Pull from the data below each line where the word "white" occurs, and copy it.
===== Source records =====
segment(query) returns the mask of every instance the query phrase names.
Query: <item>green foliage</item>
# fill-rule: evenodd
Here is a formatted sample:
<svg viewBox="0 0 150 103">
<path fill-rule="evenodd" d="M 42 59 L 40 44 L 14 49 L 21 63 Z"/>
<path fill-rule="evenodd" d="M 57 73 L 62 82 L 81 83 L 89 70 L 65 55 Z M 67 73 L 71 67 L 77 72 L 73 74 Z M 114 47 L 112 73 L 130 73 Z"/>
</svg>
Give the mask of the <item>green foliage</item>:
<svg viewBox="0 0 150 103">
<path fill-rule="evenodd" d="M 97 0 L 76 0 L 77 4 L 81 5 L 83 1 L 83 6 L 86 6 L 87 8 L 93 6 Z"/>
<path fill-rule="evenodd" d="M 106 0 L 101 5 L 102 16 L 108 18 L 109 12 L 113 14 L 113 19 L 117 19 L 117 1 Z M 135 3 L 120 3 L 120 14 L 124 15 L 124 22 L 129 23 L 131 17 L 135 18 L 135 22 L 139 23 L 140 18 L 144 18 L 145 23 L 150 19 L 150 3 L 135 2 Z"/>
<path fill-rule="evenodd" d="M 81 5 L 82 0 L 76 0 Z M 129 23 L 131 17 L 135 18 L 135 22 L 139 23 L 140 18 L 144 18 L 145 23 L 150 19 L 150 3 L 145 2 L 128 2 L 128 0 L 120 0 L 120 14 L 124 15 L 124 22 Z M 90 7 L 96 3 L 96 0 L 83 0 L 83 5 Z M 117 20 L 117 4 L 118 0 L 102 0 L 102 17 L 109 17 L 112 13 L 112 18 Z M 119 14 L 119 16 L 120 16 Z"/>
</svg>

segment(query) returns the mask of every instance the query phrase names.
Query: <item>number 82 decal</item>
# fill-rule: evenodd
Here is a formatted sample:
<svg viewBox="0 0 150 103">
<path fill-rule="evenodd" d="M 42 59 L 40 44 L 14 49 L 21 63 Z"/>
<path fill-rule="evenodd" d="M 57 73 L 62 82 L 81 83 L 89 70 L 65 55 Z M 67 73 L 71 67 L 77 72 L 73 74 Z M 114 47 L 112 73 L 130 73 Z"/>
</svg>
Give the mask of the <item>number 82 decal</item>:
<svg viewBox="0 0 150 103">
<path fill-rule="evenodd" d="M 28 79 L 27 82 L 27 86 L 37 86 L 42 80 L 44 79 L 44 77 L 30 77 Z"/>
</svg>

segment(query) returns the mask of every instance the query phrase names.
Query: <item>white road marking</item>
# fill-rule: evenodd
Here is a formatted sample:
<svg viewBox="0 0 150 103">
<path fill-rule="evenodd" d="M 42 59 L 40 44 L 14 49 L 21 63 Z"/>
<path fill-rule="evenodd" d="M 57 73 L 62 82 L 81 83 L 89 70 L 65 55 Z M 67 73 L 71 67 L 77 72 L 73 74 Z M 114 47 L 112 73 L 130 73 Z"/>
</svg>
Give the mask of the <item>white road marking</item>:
=====
» **Solution to this problem**:
Query: <item>white road marking</item>
Give the mask of the <item>white road marking</item>:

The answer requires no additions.